Selected passage →
□ □ □
If evangelicals were to approach their theologies of religions as people informed by missiological dynamics, a whole new arena for thinking theologically might open up. Up to now, of course, evangelical theologies have been fixated on identifying if other religions are truly revelatory or authentically salvific. By this of course, the question is whether people of other faiths can be saved as evangelicals understand salvation. The answers have been neatly categorized accordingly: exclusivists deny that other religions can save; inclusivists are not sure if other religions save but insist that if yes, other religionists are still redeemed by the work of Jesus Christ; and pluralists (of which there are few, if any, self-identified evangelicals) believe that people are saved according to faithful participation in their own religious way of life. But such exclusivist-inclusivist-pluralist responses still are our efforts to categorize and classify all so-called non-Christians, as if being able to pronounce objective judgment on the complexities of their traditions and practices, not to mention individualized expressions within these so-called religions.
□ □ □
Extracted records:
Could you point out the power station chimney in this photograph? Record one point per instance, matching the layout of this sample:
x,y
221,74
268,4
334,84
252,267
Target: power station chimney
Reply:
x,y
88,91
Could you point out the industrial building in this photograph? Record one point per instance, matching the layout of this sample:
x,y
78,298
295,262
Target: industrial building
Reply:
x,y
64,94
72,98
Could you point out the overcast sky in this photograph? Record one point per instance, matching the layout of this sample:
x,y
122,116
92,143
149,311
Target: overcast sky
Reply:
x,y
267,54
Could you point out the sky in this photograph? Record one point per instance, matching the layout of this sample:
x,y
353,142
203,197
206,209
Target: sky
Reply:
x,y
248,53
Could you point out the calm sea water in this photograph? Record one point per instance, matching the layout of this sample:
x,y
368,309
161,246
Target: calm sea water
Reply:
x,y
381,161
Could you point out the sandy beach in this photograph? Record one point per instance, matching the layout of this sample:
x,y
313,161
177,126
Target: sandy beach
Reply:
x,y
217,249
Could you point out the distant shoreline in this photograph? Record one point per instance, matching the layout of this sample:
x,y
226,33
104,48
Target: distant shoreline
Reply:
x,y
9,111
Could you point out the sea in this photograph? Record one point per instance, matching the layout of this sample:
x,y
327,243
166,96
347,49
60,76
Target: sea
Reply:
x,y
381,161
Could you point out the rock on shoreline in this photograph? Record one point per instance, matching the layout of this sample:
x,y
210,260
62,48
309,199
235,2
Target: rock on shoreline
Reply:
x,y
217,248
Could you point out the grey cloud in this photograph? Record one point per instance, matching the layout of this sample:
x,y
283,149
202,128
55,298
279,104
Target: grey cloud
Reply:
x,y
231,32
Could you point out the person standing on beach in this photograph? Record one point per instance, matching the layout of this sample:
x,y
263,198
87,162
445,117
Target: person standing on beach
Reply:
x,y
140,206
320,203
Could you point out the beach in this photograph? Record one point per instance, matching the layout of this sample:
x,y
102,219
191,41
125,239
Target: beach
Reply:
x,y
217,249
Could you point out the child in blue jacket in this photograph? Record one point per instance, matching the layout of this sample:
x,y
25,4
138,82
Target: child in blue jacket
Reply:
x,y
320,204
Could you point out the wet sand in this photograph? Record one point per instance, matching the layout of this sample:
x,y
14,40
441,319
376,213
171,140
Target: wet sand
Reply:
□ □ □
Answer these questions from the passage on evangelical theologies of religions.
1. Up to now, what have evangelical theologies been fixated on identifying?
2. What do exclusivists deny?
3. According to what do pluralists believe people are saved?

1. Whether other religions are truly revelatory or authentically salvific.
2. That other religions can save.
3. Faithful participation in their own religious way of life.